ABOUT THIS TASK →
The expected result is the full set of records, copied precisely, with images dropped.

Natural language region descriptions:
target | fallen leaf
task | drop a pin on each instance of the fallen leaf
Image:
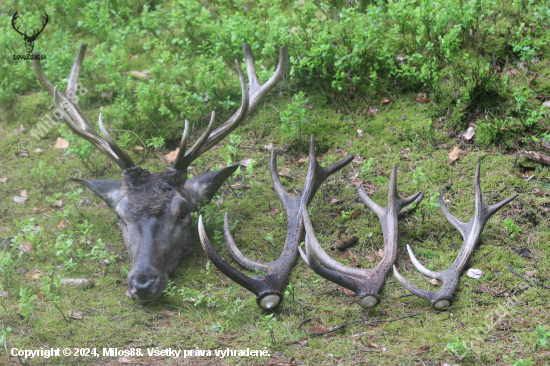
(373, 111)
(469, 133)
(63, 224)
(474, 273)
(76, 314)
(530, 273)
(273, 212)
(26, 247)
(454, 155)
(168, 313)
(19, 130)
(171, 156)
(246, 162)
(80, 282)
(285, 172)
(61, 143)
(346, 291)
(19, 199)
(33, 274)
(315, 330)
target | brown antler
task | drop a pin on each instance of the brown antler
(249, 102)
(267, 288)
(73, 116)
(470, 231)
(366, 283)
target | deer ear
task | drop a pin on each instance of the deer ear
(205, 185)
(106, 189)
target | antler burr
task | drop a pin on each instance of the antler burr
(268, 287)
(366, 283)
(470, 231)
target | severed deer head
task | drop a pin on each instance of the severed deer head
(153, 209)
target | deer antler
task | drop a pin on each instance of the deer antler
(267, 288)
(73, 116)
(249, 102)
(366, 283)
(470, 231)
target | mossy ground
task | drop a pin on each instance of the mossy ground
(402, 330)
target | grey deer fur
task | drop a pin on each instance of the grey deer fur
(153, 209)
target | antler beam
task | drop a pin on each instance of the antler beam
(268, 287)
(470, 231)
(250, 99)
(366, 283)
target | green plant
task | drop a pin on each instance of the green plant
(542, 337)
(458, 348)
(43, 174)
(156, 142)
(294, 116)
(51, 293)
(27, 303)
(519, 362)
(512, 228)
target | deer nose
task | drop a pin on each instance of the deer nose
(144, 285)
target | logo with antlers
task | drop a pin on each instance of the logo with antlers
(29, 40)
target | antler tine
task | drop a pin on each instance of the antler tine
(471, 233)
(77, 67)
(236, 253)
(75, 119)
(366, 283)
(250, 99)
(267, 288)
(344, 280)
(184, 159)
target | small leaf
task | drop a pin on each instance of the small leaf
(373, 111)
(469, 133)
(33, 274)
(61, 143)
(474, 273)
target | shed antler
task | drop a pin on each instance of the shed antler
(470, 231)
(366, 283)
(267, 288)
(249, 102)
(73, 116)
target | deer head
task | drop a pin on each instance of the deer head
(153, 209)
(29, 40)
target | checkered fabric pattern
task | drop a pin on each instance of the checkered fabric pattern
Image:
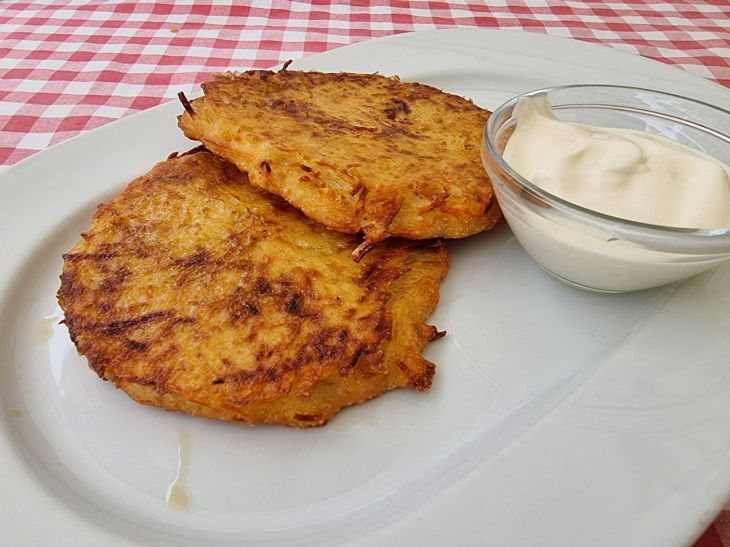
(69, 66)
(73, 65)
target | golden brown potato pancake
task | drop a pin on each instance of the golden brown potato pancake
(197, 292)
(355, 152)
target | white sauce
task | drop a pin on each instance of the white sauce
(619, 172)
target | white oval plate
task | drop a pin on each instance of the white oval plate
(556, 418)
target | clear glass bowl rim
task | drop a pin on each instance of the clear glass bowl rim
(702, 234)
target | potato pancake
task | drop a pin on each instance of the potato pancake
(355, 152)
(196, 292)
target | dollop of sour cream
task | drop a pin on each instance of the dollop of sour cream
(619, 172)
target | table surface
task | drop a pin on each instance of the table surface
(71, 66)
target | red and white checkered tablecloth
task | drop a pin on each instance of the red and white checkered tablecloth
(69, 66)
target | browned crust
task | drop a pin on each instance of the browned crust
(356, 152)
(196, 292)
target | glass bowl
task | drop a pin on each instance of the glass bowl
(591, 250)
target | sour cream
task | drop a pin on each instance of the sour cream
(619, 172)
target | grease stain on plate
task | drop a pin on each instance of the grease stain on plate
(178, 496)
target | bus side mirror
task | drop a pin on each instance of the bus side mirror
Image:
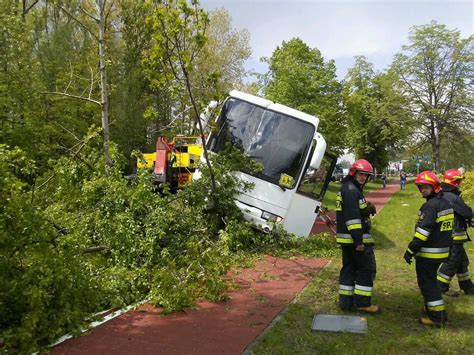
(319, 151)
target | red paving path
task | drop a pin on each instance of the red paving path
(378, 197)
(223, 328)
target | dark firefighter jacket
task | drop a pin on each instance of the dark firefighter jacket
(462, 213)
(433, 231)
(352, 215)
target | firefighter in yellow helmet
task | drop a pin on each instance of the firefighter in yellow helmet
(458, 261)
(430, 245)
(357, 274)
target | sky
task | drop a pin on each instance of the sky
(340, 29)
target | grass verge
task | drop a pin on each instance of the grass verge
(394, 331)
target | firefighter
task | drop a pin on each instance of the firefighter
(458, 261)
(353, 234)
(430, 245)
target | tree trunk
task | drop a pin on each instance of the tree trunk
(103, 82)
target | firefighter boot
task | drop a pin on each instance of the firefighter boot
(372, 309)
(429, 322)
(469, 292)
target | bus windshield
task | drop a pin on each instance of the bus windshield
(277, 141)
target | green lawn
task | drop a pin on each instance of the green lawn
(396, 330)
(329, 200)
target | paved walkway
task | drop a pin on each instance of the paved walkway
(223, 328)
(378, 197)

ANSWER BOX →
target | fallen leaf
task | drop a pin on each instance of the fallen leaf
Image:
(373, 111)
(469, 133)
(63, 224)
(474, 273)
(76, 314)
(530, 273)
(273, 212)
(26, 247)
(454, 155)
(168, 313)
(19, 130)
(171, 156)
(246, 162)
(80, 282)
(285, 172)
(61, 143)
(346, 291)
(19, 199)
(33, 274)
(315, 330)
target | brown antler
task | drop a pin on each instance of the brown antler
(249, 102)
(267, 288)
(73, 116)
(470, 231)
(366, 283)
target | deer ear
task | drop a pin on each instance of the deer ear
(205, 185)
(106, 189)
target | antler burr
task | drop a pin on each instance of the antler burr
(268, 287)
(366, 283)
(470, 231)
target | severed deer head
task | drop a pin on each instance of the severed deer head
(153, 209)
target | deer antler
task | drop a pin on each instance of the deer antler
(267, 288)
(73, 116)
(249, 102)
(366, 283)
(470, 231)
target | mossy ground
task | drop a pin on each instance of the mossy ground
(402, 330)
target | grey deer fur
task | drop a pin on each instance of the grey deer fur
(153, 209)
target | antler beam
task | drop a pin on each instance of the antler beam
(268, 287)
(470, 231)
(250, 99)
(366, 283)
target | green plant
task | drop a pin on each instance of the green plant
(542, 337)
(458, 348)
(43, 174)
(156, 142)
(294, 116)
(51, 293)
(27, 303)
(519, 362)
(512, 228)
target | deer nose
task | drop a pin on each instance of the deer nose
(144, 285)
target | logo with antlers
task | drop a pin on each instance of the logo with antlers
(29, 40)
target | antler tine
task | drop a pin on each instance of the antler tine
(471, 233)
(77, 67)
(236, 253)
(75, 119)
(366, 283)
(250, 99)
(267, 288)
(344, 280)
(184, 159)
target | small leaf
task | drop a pin on each instance of the small leaf
(373, 111)
(469, 133)
(33, 274)
(61, 143)
(474, 273)
target | shed antler
task | drop a pin on each instance of the shed antler
(470, 231)
(366, 283)
(267, 288)
(249, 102)
(73, 116)
target | deer head
task | drop a pin on each instance of the deer head
(153, 209)
(29, 40)
target | checkered fabric pattern
task | drop a pin on each instance of the checkered fabric pattern
Image:
(69, 66)
(73, 65)
target | golden brown potato pancake
task | drop a pin on each instance of the golden brown potato pancake
(197, 292)
(355, 152)
target | white sauce
task | drop a pin on each instance of the white sauce
(619, 172)
target | white oval plate
task | drop a pin on each instance of the white oval plate
(556, 418)
target | clear glass bowl rim
task | drop a pin on each instance of the clear glass bowl rim
(702, 234)
target | potato pancake
task | drop a pin on each instance of the potato pancake
(355, 152)
(196, 292)
target | dollop of sour cream
task | drop a pin on each instance of the dollop of sour cream
(619, 172)
target | table surface
task | drop a pin on each instance of the table surface
(71, 66)
target | red and white checkered tablecloth
task | drop a pin on each instance of the red and white checkered tablecloth
(69, 66)
target | browned crust
task | drop a pin on each instance of the browned crust
(356, 152)
(196, 292)
target | glass bowl
task | drop a pin on each instance of the glass bowl
(591, 250)
target | sour cream
task | drop a pin on each instance of the sour cream
(619, 172)
target | grease stain on plate
task | drop a pin on each instance of the grease stain on plate
(178, 496)
target | bus side mirror
task | drop a pin on each instance of the bus side mirror
Image:
(319, 151)
target | red paving path
task | drop a pin on each instance of the red paving path
(378, 197)
(223, 328)
target | dark firefighter jacket
task | drop a pin on each instance of the dark firefighter jacket
(462, 213)
(433, 231)
(352, 215)
target | firefighter in yellow helmet
task | drop a pin on each instance of the firefighter in yellow helmet
(458, 261)
(430, 245)
(357, 274)
target | sky
task | drop a pin on each instance of the sky
(340, 29)
target | grass verge
task | drop a pin on each instance of the grass verge
(394, 331)
target | firefighter
task | drop a pin on each instance of the firefighter
(458, 261)
(353, 234)
(430, 245)
target | tree trunk
task | drop a pin on each instance of the tree trunk
(103, 82)
target | firefighter boot
task | drop a pin on each instance of the firefighter boot
(372, 309)
(429, 322)
(469, 292)
target | bus windshield
task | drop a pin on each instance of the bus windshield
(277, 141)
target | green lawn
task | drop a pin on each instance of the green lawn
(396, 330)
(329, 200)
target | paved walkway
task | drop a pin on each instance of the paved walkway
(223, 328)
(378, 197)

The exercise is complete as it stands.